- Rows taken from a dataset:

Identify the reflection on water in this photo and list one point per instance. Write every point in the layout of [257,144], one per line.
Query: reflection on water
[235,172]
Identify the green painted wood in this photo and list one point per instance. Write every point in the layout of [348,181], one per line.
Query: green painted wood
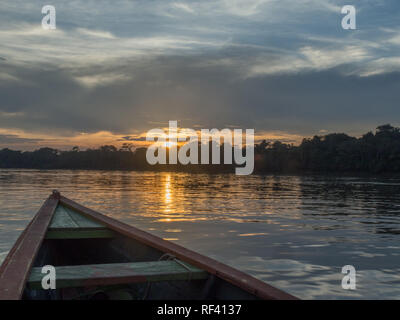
[79,233]
[61,219]
[118,273]
[65,218]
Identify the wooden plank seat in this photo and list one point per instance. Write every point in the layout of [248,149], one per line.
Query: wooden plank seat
[119,273]
[67,224]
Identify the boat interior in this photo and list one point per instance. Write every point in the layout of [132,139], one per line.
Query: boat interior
[93,262]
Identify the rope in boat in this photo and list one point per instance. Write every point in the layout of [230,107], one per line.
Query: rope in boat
[168,257]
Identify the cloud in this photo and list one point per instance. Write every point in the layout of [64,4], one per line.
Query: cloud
[115,70]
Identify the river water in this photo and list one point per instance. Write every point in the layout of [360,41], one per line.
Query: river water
[294,232]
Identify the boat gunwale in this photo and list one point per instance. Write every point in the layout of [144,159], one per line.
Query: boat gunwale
[238,278]
[16,267]
[25,249]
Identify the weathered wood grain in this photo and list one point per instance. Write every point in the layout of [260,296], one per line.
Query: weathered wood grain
[118,273]
[15,269]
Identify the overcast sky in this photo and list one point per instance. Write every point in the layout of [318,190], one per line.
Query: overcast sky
[115,69]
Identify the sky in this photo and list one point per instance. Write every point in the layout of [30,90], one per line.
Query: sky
[113,70]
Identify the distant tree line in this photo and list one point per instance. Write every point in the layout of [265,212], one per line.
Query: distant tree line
[377,152]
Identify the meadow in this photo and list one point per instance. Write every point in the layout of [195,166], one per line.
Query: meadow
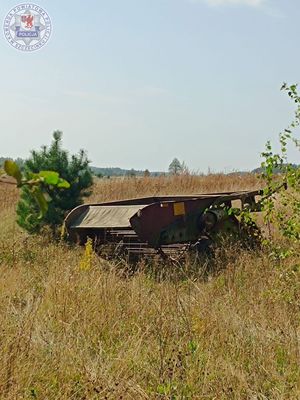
[73,333]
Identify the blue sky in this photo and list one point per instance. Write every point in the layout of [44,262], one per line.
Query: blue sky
[139,82]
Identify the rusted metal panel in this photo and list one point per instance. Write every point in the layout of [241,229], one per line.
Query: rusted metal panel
[157,221]
[106,217]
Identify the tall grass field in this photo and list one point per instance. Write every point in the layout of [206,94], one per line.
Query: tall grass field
[76,330]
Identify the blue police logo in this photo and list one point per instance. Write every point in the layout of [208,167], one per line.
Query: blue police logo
[27,27]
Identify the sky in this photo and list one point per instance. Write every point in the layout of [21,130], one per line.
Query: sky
[138,82]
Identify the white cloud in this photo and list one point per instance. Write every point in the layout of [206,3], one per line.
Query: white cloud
[251,3]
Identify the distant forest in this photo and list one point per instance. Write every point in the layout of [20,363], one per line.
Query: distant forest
[116,171]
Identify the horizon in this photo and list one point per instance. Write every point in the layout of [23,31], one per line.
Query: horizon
[194,79]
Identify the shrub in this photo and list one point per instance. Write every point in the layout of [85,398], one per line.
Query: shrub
[74,169]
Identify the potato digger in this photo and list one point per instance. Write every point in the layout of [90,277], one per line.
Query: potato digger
[164,226]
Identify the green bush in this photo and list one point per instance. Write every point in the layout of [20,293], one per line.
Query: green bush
[74,169]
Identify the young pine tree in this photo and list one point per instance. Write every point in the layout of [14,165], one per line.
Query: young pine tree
[74,169]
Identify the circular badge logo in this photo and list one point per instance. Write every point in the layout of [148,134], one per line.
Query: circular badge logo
[27,27]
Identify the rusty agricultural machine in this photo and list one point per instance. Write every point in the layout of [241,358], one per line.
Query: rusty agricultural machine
[164,225]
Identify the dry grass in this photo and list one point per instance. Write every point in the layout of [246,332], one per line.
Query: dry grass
[125,188]
[68,333]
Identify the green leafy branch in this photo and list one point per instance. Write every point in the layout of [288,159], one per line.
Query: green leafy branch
[286,212]
[37,184]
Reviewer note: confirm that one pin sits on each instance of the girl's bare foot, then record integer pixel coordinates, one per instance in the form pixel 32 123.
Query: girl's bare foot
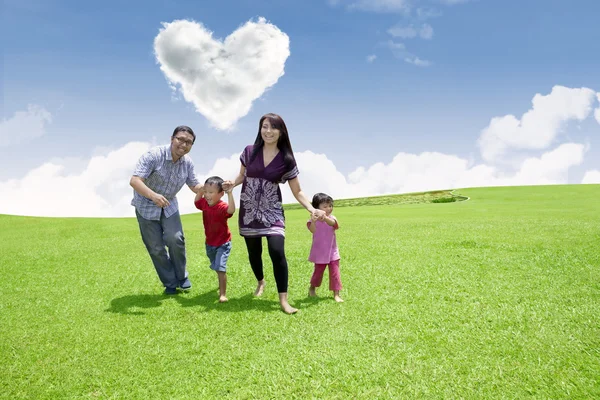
pixel 285 306
pixel 260 288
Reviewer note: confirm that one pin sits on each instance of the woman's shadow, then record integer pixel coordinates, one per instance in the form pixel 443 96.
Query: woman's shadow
pixel 208 301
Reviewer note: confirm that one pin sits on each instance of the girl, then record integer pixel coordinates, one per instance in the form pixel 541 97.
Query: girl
pixel 324 250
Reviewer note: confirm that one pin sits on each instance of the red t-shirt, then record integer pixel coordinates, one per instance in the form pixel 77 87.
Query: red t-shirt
pixel 215 222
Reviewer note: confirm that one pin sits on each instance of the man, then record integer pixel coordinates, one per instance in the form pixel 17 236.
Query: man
pixel 158 176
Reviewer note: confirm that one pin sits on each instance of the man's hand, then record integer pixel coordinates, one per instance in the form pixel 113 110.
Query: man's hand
pixel 160 200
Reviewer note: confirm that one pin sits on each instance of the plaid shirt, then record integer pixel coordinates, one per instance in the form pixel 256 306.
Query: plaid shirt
pixel 163 176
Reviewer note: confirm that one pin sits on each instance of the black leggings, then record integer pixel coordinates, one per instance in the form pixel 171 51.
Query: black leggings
pixel 276 246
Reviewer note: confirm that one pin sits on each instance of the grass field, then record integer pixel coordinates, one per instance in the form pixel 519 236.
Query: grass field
pixel 494 297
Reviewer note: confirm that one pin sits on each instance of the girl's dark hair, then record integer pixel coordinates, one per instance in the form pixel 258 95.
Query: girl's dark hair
pixel 183 128
pixel 321 198
pixel 283 144
pixel 216 181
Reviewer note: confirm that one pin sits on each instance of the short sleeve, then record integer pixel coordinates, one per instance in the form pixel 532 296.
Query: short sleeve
pixel 336 226
pixel 291 171
pixel 223 209
pixel 245 156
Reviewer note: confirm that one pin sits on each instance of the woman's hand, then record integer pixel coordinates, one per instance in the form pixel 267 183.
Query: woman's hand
pixel 318 214
pixel 227 185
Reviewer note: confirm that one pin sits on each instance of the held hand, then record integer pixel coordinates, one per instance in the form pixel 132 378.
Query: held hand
pixel 227 186
pixel 160 200
pixel 319 214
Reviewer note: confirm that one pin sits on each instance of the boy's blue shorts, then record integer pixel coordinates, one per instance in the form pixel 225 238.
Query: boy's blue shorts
pixel 218 256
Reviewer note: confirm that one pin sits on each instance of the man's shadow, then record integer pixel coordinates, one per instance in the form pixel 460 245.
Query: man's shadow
pixel 208 301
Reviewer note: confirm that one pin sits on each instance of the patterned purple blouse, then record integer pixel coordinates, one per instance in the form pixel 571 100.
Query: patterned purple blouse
pixel 261 211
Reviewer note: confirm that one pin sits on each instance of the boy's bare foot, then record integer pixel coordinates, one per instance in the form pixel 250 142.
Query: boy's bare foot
pixel 285 306
pixel 260 288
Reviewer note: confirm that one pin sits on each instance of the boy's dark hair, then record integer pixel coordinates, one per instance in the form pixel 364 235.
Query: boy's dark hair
pixel 215 180
pixel 321 198
pixel 183 128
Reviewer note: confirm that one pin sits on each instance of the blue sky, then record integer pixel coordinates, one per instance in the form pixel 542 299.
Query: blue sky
pixel 365 83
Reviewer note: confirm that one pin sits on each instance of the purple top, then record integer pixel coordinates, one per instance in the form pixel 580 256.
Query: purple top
pixel 261 211
pixel 324 248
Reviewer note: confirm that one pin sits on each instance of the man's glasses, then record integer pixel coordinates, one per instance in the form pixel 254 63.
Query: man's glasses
pixel 184 141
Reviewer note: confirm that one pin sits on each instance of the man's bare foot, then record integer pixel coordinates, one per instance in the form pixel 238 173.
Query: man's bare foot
pixel 260 288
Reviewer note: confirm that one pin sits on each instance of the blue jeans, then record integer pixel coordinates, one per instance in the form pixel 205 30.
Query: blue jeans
pixel 218 256
pixel 158 236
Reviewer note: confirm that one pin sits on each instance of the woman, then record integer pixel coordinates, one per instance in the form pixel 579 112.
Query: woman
pixel 266 164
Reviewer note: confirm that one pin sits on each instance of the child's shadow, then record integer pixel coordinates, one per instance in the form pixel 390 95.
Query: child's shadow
pixel 310 301
pixel 133 304
pixel 209 301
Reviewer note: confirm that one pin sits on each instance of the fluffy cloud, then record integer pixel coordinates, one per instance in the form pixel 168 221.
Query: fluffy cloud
pixel 24 126
pixel 539 127
pixel 410 31
pixel 414 60
pixel 222 78
pixel 401 6
pixel 592 176
pixel 597 111
pixel 100 190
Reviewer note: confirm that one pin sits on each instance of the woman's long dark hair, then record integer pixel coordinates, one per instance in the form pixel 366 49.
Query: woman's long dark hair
pixel 283 143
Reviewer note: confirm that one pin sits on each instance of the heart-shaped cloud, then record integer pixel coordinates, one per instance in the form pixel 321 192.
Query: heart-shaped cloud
pixel 222 78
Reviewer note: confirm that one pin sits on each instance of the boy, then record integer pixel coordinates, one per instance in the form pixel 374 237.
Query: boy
pixel 215 213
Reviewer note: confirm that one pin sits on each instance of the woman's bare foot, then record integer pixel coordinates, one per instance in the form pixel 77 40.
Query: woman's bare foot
pixel 285 306
pixel 260 288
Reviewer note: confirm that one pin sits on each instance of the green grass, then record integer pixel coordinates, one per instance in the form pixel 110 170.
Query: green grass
pixel 495 297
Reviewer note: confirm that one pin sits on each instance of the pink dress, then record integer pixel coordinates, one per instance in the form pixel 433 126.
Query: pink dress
pixel 324 248
pixel 324 252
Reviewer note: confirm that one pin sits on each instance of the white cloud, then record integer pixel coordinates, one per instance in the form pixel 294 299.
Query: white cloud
pixel 597 111
pixel 424 13
pixel 592 176
pixel 417 61
pixel 539 127
pixel 222 78
pixel 24 126
pixel 426 31
pixel 404 32
pixel 382 6
pixel 452 2
pixel 410 31
pixel 102 188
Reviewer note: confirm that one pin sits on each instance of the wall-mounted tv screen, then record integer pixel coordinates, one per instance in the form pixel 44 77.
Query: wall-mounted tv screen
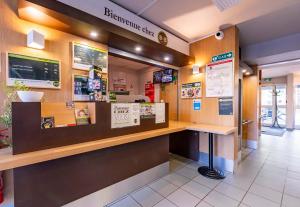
pixel 167 76
pixel 157 76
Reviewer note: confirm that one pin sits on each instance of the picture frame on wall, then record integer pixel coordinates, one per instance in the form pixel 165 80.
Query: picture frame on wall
pixel 80 90
pixel 85 56
pixel 33 72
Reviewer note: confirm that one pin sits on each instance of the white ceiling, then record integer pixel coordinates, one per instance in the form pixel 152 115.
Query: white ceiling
pixel 121 63
pixel 277 70
pixel 258 20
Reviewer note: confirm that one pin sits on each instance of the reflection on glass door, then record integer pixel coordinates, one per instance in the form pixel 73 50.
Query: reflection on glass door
pixel 297 110
pixel 269 95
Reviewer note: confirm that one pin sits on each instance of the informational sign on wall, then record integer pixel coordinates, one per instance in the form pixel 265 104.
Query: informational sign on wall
pixel 191 90
pixel 33 71
pixel 197 104
pixel 147 110
pixel 220 79
pixel 85 56
pixel 225 106
pixel 80 88
pixel 115 14
pixel 149 91
pixel 160 113
pixel 125 115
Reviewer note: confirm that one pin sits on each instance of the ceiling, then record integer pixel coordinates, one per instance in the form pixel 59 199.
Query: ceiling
pixel 258 20
pixel 121 63
pixel 283 69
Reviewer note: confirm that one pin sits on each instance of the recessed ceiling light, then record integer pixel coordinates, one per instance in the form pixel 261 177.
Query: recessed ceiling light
pixel 94 34
pixel 138 48
pixel 225 4
pixel 166 58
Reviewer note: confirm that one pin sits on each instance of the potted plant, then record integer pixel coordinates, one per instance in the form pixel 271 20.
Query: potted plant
pixel 6 116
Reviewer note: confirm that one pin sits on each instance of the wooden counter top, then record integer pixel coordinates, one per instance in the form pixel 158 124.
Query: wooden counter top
pixel 9 161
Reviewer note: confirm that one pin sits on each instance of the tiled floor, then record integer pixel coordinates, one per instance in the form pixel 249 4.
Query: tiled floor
pixel 267 177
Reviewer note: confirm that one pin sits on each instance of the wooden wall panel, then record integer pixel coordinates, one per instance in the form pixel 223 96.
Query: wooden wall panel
pixel 203 50
pixel 13 34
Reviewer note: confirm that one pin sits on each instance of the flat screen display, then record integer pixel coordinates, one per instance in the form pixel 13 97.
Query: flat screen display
pixel 167 76
pixel 157 77
pixel 33 71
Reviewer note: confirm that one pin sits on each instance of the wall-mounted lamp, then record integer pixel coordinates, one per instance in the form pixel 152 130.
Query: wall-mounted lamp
pixel 196 69
pixel 35 40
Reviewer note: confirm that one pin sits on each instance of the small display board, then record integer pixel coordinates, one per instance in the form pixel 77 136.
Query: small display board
pixel 191 90
pixel 147 110
pixel 85 56
pixel 225 106
pixel 32 71
pixel 80 88
pixel 125 115
pixel 197 104
pixel 220 79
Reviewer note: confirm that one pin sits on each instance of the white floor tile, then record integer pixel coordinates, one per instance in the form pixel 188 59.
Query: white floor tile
pixel 163 187
pixel 165 203
pixel 146 197
pixel 176 179
pixel 196 189
pixel 292 187
pixel 211 183
pixel 267 193
pixel 217 199
pixel 290 201
pixel 230 191
pixel 204 204
pixel 128 202
pixel 183 199
pixel 257 201
pixel 188 172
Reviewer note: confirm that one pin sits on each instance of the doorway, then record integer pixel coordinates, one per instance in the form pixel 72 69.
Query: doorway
pixel 273 105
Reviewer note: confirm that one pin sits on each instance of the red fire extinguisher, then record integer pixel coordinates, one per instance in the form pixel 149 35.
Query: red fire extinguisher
pixel 1 188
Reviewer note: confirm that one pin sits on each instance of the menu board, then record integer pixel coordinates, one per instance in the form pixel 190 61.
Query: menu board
pixel 32 71
pixel 80 88
pixel 220 79
pixel 147 110
pixel 125 115
pixel 85 56
pixel 191 90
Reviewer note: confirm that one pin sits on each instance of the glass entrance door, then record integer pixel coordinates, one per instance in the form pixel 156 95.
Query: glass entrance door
pixel 269 96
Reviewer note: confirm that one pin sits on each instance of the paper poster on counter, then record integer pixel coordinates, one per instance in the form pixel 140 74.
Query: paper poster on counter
pixel 147 110
pixel 125 115
pixel 160 113
pixel 197 104
pixel 220 79
pixel 191 90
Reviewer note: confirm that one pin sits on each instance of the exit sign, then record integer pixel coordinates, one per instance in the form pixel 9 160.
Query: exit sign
pixel 224 56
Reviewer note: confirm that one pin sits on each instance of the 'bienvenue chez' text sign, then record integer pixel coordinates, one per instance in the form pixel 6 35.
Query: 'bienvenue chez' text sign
pixel 121 17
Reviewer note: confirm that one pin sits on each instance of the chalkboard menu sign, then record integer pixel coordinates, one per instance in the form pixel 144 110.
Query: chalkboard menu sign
pixel 85 56
pixel 33 72
pixel 80 88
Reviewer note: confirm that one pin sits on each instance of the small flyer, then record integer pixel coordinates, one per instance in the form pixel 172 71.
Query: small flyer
pixel 125 115
pixel 147 110
pixel 160 113
pixel 191 90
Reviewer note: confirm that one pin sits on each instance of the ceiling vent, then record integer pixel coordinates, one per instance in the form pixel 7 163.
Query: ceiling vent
pixel 222 5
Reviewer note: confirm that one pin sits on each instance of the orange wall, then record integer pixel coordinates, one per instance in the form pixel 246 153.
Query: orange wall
pixel 203 50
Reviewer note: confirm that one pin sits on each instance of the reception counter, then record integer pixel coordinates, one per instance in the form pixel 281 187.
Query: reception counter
pixel 9 161
pixel 74 169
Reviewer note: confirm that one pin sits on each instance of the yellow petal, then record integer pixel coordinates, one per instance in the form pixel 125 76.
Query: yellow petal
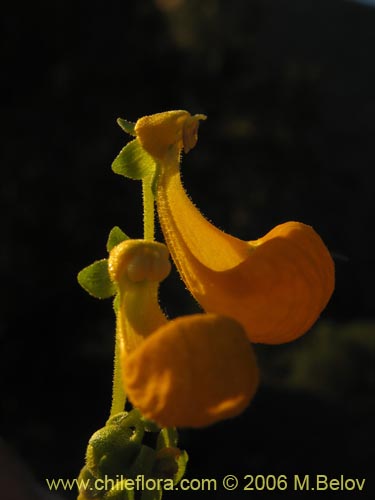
pixel 192 372
pixel 159 132
pixel 276 286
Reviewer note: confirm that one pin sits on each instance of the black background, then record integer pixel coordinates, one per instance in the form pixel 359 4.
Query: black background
pixel 288 87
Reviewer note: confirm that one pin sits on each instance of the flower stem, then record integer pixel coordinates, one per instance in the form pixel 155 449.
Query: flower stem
pixel 118 393
pixel 148 208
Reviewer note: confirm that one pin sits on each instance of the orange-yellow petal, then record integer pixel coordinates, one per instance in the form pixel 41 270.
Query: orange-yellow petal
pixel 276 286
pixel 192 372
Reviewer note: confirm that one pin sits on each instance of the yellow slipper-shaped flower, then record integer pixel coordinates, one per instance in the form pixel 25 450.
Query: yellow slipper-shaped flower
pixel 275 286
pixel 188 372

- Set exercise: Can you write out the lines of the records as a numbered list, starting at the line that contains "Identify the shrub" and ending at the line that contains "pixel 215 222", skipping blank lines and leaving the pictures out?

- Task result:
1. Identify the shrub in this photo and list one point per instance. Write every point in the layout of [85,398], one per line.
2. Query: shrub
3. [74,169]
4. Identify the potato digger in this photo and list one point per instance. Write every point in the layout of [90,277], one per line.
5. Query: potato digger
6. [164,226]
7. Identify the green bush in this photo and list one point per instance. Write every point in the layout of [20,293], one per line.
8. Query: green bush
9. [74,169]
10. Identify the young pine tree in this photo and list one point per instance. Write every point in the layout of [14,165], one per line.
11. Query: young pine tree
12. [74,169]
13. Identify the circular badge logo in this photo and list one point per instance. Write every point in the layout of [148,134], one per line.
14. Query: circular badge logo
15. [27,27]
16. Identify the rusty agricultural machine in this photo and list one point per instance. Write every point in the layout of [241,358], one per line.
17. Query: rusty agricultural machine
18. [164,225]
19. Identify the dry grass in this photo and list one point per instance. Write every point in the layout of [246,332], one per line.
20. Query: dry grass
21. [125,188]
22. [68,333]
23. Identify the green leafy branch in this photo and list one point per instance. Write every point in the layout of [288,159], one per line.
24. Query: green leafy branch
25. [286,212]
26. [37,184]
27. Reviewer note: confirm that one pin sits on each instance of the girl's bare foot, then record integer pixel coordinates, one per instance in the form pixel 32 123.
28. Query: girl's bare foot
29. pixel 285 306
30. pixel 260 288
31. Reviewer note: confirm that one pin sits on each instance of the woman's shadow, then record integer pixel coordinates, one per instance in the form pixel 443 96.
32. Query: woman's shadow
33. pixel 208 301
34. Reviewer note: confirm that one pin sits on each instance of the girl, then record integer pixel coordinates, one per instance in the form pixel 541 97.
35. Query: girl
36. pixel 324 250
37. Reviewer note: confirm that one pin sits on each instance of the red t-shirt, then record integer pixel coordinates, one per instance in the form pixel 77 87.
38. Query: red t-shirt
39. pixel 215 222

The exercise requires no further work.